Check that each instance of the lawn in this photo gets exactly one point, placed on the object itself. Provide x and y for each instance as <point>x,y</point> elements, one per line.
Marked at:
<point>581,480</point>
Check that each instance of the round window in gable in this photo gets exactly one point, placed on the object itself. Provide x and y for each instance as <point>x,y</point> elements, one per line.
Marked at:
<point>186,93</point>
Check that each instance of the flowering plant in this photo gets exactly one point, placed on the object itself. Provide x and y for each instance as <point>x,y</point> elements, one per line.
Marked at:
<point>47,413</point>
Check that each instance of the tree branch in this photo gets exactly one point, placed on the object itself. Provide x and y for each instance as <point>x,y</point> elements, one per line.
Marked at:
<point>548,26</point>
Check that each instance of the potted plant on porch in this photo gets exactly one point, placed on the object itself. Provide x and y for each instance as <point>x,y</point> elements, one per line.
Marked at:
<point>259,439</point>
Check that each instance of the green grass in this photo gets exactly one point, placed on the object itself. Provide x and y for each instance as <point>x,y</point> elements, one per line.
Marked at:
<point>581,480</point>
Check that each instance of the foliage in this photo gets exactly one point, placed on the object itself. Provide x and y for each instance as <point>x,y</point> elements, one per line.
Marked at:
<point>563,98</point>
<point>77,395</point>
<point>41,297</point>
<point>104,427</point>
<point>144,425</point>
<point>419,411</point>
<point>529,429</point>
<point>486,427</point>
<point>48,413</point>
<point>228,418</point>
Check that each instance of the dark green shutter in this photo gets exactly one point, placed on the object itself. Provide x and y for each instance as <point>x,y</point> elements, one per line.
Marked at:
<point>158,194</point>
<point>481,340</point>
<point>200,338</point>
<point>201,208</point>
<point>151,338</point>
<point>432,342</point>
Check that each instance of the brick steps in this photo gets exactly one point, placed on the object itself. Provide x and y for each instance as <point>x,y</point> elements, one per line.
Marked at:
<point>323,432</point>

····················

Set task: Copy every item above verbatim, with no changes of any kind.

In response:
Check that each instance of the lawn in this photo gets exactly one point, placed on the object itself. Provide x and y for each instance as <point>x,y</point> elements, one per line.
Marked at:
<point>581,480</point>
Check that each instance of the round window in gable in this photo gets exactly one point, placed on the object itself. Provide x and y for each instance as <point>x,y</point> elements, one per line.
Marked at:
<point>186,93</point>
Check that each instance of the flowering plant in this photo gets exactly one point, placed on the object itself. Provide x and y for each instance as <point>x,y</point> elements, one per line.
Marked at:
<point>47,413</point>
Check that each instance of the tree branch in this photo gets exactly one point, placed on the object itself. Provide x and y for each instance as <point>x,y</point> elements, one per line.
Marked at:
<point>548,26</point>
Check that each instance of the potted plant on porch in this photo gets exactly one point, placed on the object itself. Provide x and y for each instance as <point>x,y</point> elements, one per line.
Marked at:
<point>259,439</point>
Check that each instance of the green grass in this photo gets exactly one point, placed on the object itself. Provide x and y for each instance as <point>x,y</point> elements, one per line.
Marked at:
<point>581,480</point>
Check that each instance of the foliage in this photo gets exactly one point, placed on the object itself. Provide x and y for each instance as <point>x,y</point> elements, one per line.
Marked at:
<point>563,98</point>
<point>77,395</point>
<point>41,297</point>
<point>104,427</point>
<point>144,425</point>
<point>419,411</point>
<point>529,429</point>
<point>486,427</point>
<point>48,413</point>
<point>228,418</point>
Check that each instance of the dark green shutter in this photo gets exactly one point, placed on the object itself. Provide x and y for each instance as <point>x,y</point> elements, one per line.
Marked at:
<point>158,194</point>
<point>481,340</point>
<point>200,338</point>
<point>201,208</point>
<point>151,338</point>
<point>432,342</point>
Check that each instance of the brick steps in this photo gets exactly one point, placed on the object itself. Provide x and y for each instance as <point>x,y</point> elements, one per line.
Marked at:
<point>323,432</point>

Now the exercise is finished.